## THE EXERCISE
Starting at the line "Target = yellow dandelion" and ending at the last line of the records, copy those lines again with "instance" swapped for "occurrence" and nothing else altered.

**** DATA SUPPLIED ****

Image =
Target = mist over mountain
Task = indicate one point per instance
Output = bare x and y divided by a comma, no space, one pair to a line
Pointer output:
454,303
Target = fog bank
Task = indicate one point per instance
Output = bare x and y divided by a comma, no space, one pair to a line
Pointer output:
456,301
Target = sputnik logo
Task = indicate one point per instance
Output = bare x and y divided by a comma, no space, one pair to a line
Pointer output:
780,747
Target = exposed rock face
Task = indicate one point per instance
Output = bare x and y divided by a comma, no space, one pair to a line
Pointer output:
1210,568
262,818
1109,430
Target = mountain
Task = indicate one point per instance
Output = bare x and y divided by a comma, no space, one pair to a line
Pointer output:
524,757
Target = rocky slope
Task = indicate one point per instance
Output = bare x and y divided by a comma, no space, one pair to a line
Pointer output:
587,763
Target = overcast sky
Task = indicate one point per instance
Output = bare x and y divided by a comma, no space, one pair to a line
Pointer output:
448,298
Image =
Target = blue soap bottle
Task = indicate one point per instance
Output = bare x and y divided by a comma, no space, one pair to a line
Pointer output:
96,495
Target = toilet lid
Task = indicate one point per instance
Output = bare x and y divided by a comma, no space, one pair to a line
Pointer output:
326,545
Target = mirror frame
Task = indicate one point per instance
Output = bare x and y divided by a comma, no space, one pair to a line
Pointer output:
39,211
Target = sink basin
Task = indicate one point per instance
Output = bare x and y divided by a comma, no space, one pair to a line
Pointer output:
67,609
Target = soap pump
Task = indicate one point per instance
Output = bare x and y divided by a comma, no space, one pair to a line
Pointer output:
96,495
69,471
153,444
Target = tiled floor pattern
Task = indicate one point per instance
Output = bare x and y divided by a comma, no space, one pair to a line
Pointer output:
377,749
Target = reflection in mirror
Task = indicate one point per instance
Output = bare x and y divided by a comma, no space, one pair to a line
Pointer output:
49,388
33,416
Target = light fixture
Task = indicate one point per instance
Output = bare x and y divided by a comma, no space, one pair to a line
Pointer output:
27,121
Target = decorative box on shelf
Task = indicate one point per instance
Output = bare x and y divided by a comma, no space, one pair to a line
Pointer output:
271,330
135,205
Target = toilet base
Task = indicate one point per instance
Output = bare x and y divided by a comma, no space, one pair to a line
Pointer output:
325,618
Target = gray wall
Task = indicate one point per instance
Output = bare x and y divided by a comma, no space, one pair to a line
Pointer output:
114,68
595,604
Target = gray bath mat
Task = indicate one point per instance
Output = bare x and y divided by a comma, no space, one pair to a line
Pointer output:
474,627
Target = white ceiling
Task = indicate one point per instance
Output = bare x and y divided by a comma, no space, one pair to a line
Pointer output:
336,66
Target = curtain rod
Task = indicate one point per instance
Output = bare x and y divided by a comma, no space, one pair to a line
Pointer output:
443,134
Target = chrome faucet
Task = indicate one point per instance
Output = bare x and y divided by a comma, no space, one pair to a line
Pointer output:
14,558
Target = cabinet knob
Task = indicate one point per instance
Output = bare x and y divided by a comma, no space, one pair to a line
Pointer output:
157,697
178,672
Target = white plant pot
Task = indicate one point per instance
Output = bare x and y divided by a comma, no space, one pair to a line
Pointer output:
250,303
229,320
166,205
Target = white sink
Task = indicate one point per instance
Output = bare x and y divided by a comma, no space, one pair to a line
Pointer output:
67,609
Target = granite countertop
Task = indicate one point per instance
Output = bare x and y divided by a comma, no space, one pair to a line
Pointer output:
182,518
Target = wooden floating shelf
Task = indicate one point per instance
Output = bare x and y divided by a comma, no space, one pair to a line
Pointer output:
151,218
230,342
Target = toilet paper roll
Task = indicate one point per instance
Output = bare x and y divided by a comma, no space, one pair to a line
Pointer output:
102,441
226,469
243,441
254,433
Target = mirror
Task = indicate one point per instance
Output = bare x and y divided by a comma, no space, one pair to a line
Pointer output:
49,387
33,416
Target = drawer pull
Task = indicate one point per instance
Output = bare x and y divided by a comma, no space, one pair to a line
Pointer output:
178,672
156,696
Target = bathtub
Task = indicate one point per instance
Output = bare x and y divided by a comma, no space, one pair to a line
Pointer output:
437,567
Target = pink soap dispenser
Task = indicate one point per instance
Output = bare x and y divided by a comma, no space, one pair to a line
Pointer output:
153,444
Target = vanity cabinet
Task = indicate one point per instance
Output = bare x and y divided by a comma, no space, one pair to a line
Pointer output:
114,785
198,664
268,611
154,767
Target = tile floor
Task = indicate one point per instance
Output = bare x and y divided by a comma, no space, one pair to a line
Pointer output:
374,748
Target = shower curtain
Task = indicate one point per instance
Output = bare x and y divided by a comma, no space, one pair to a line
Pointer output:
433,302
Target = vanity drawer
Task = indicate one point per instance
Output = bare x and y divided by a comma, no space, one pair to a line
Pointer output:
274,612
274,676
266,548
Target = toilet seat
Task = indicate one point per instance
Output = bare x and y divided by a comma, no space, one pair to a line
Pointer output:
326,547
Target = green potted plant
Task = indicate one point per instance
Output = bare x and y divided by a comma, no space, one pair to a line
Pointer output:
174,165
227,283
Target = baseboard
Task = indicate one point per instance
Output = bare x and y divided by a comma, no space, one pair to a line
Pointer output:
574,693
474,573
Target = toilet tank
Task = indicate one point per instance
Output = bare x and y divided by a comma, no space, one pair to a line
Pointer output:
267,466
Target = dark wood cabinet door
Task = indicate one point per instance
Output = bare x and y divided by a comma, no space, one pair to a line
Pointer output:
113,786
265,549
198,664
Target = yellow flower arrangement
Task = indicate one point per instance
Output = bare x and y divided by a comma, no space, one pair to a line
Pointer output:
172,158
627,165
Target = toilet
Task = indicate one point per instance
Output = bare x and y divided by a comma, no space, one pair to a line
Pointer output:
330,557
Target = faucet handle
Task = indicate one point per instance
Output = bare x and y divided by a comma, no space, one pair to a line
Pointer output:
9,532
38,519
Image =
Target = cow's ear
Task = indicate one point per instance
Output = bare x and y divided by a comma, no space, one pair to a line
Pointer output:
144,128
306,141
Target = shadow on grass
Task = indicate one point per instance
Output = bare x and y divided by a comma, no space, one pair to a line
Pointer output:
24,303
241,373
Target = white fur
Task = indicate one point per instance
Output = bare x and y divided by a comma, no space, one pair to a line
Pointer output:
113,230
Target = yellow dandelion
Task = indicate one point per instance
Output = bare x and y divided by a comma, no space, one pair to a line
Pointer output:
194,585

****

## RESPONSE TO THIS EXERCISE
Target = yellow dandelion
Task = indicate one point per occurrence
Output = bare x and y divided by a comma, no space, one pair to a line
Pointer output:
194,585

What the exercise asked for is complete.